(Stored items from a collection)
- - - -
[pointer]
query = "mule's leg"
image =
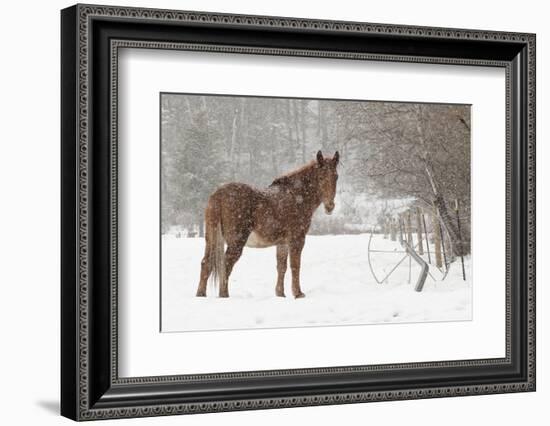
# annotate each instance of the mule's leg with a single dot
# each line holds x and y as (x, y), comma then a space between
(206, 268)
(232, 254)
(282, 255)
(296, 247)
- - - -
### TASK GOAL
Reproduce every line exactly and omit all pictures.

### REPLY TO THE TASK
[pointer]
query = "mule's leg"
image =
# annotate each instance of the mule's leg with a single dot
# each line holds x and y as (x, y), comma then a space between
(206, 268)
(232, 254)
(282, 255)
(296, 247)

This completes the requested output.